■ Task details
Copy the lines below word for word, leaving out the picture.

■ Task material

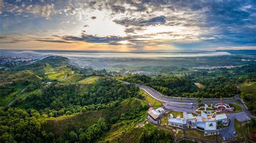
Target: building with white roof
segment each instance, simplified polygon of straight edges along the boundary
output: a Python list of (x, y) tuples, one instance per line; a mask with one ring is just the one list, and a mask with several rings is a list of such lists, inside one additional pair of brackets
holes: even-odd
[(150, 108), (147, 113), (147, 119), (152, 123), (158, 125), (159, 118), (165, 114), (164, 109), (159, 108), (156, 109)]
[(217, 129), (218, 125), (228, 124), (228, 119), (226, 114), (217, 115), (216, 112), (212, 113), (203, 111), (198, 116), (193, 116), (192, 113), (183, 113), (183, 118), (180, 116), (176, 118), (171, 114), (169, 119), (169, 125), (182, 128), (197, 128), (204, 132), (205, 135), (215, 134), (219, 133)]
[(176, 118), (173, 118), (173, 115), (171, 113), (170, 118), (168, 120), (169, 125), (180, 128), (184, 128), (186, 126), (186, 120), (180, 118), (180, 116), (178, 116)]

■ Exercise output
Target: building with white roof
segment each instance, simplified polygon of straight edges along the boundary
output: a Python list of (x, y) tuples, one instance per line; a mask with one ring is just the one list, and a mask with several rings is a list of such lists, inside one additional pair of brackets
holes: even-odd
[(150, 108), (147, 113), (147, 119), (152, 123), (158, 125), (159, 118), (165, 114), (164, 109), (159, 108), (156, 109)]
[(217, 129), (218, 125), (228, 124), (228, 119), (226, 114), (217, 115), (216, 112), (212, 113), (203, 111), (198, 116), (193, 116), (192, 113), (183, 113), (183, 118), (180, 116), (176, 118), (171, 114), (169, 119), (169, 125), (182, 128), (197, 128), (204, 132), (205, 135), (215, 134), (219, 133)]
[(176, 118), (173, 118), (173, 115), (171, 113), (170, 118), (168, 120), (169, 125), (180, 128), (184, 128), (186, 126), (186, 120), (180, 118), (180, 116), (178, 116)]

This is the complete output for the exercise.